+++ DOCUMENT PASSAGE
Reducing energy loss from compressed air leaks
01 July 2020
Tracking down and fixing leaks can be hit and miss; for some it's only a matter of 'listen, look and detect'. Even with a modern energy management system, a maintenance team may only survey the plant every three or six months. In the meantime, energy waste continues imperceptibly, observes Darren Pratt
The hissing sound of compressed air leaks on a shop floor can be all too familiar. Not surprising, considering manufacturers are thought to waste around 30% of the compressed air they generate, even though it can account for up to a third of their energy use. According to The Carbon Trust, UK industry is using over 10TWh of electricity a year to compress air. With an estimated 30% loss, that’s a huge potential power and carbon-savings opportunity waiting to be claimed.
The British Compressed Air Society (BCAS) suggests aiming for a target of around 5-10% of air generated lost to leakage but warns leak rates on an unmanaged plant could be as much as 40-50%.
Small leaks multiply
A single 3mm hole could cost more than £4,000 a year in electricity (fig 1). Multiple small leaks – a hole in a hose, a failed seal, a faulty valve, poor coupling or joint - are all ‘low hanging fruit’, fixed in no time at all. But, if the pressure drops, it’s all too tempting to crank up the power – increasing the load on the compressor, and probably just pushing more waste out from the weakest points.
Fluctuations in pressure compromise production efficiency. There will be more unplanned maintenance interventions, more unexpected machine downtime and the compressor’s service life will be shorter.
Product quality and reject rates will suffer if air is not delivered at a constant, optimum pressure. Starved of air, a torque wrench will not tighten correctly, a cylinder will lose force so that parts are not correctly positioned, delicate products could be dropped by vacuum suckers.
To be sufficiently robust, permanent instrumentation is clearly desirable, despite requiring a modest capital investment. A range of measuring devices have been necessary to determine flow, pressure and temperature and gain the required insights. Tracking power demand has often been a matter of manual calculation using these values.
++++++
TASK 1
According to the article on compressed air leaks, what leakage target does the British Compressed Air Society suggest aiming for?
+++ MATERIAL SUPPLIED
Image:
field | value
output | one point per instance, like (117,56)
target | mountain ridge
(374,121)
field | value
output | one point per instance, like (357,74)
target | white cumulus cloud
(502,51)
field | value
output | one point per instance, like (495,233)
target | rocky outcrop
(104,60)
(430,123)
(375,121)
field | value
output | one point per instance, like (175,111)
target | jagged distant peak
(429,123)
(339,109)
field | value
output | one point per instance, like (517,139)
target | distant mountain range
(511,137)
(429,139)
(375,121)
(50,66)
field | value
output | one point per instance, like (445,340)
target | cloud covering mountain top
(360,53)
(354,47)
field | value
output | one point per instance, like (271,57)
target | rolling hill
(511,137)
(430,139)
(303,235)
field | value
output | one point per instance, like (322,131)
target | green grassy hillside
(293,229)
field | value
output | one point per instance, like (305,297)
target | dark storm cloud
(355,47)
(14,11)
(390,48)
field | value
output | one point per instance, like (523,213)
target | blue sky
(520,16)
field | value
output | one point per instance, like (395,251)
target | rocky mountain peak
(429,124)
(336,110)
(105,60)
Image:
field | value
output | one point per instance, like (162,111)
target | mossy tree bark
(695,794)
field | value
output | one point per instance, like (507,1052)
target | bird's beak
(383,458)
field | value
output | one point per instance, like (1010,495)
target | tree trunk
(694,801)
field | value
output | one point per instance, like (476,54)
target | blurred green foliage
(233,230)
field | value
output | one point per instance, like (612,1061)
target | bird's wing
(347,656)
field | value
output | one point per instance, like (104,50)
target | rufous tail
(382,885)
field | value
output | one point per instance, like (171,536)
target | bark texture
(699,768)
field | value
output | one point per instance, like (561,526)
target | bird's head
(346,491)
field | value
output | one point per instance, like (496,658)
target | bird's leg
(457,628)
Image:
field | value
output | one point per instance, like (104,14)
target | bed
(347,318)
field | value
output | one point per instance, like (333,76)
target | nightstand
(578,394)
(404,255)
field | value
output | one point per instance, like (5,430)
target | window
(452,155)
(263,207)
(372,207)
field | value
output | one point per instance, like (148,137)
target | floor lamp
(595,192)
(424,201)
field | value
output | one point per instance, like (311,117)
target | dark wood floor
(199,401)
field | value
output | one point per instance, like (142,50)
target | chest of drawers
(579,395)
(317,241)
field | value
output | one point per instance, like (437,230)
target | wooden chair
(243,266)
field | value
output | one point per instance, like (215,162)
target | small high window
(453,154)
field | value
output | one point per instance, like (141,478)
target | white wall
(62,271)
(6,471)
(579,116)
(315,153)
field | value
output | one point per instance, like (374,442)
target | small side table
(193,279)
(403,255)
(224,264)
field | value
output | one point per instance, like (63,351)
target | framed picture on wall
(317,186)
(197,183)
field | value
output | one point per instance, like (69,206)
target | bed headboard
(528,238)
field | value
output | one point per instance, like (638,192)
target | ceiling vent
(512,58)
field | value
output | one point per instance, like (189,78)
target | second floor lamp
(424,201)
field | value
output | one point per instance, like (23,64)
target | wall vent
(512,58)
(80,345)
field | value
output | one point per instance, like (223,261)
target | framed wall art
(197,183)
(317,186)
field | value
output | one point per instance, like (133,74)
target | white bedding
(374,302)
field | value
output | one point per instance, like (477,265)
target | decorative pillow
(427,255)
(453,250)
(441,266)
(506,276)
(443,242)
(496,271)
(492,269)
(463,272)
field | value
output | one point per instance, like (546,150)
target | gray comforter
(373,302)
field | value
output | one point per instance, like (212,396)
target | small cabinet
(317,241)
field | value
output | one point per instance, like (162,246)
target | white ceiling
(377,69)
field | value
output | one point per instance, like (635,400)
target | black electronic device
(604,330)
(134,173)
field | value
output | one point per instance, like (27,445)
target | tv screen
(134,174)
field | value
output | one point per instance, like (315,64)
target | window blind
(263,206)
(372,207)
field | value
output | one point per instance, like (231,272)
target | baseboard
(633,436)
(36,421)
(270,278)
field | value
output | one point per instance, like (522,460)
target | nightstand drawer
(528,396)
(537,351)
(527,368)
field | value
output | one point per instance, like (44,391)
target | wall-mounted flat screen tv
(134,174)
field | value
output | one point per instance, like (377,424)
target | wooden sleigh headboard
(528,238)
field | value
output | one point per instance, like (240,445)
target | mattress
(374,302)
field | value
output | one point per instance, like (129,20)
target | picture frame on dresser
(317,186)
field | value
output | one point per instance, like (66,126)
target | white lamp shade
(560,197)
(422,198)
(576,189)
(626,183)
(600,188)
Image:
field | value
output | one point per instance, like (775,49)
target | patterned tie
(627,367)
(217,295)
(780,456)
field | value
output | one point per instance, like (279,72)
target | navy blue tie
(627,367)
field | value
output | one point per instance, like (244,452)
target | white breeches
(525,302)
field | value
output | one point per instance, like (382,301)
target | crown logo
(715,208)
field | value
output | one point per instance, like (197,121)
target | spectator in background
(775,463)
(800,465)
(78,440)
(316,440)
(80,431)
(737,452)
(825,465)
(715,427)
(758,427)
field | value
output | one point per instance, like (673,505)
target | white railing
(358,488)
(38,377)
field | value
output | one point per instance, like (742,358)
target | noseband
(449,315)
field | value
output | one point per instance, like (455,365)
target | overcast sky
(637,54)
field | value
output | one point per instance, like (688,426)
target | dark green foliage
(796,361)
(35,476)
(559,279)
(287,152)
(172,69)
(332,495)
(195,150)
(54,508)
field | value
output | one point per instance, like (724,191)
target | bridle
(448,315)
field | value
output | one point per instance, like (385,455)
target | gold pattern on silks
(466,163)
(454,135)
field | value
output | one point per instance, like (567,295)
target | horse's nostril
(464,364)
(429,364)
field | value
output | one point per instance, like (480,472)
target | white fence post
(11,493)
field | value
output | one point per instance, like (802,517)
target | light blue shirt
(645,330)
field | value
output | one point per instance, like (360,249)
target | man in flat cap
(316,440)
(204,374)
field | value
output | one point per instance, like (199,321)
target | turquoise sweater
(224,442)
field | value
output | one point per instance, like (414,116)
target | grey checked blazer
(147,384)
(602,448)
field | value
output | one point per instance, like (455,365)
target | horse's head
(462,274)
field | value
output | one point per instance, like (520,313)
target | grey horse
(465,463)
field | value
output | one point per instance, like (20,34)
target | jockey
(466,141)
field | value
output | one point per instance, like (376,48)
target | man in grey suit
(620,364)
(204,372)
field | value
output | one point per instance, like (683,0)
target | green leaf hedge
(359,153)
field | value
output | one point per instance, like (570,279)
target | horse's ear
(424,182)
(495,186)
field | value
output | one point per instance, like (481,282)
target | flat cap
++++++
TASK 2
From the entries, copy out every line that contains the string "lamp", matching its case exactly.

RESPONSE 1
Around 5-10% of the air generated.

RESPONSE 2
target | floor lamp
target | second floor lamp
target | white lamp shade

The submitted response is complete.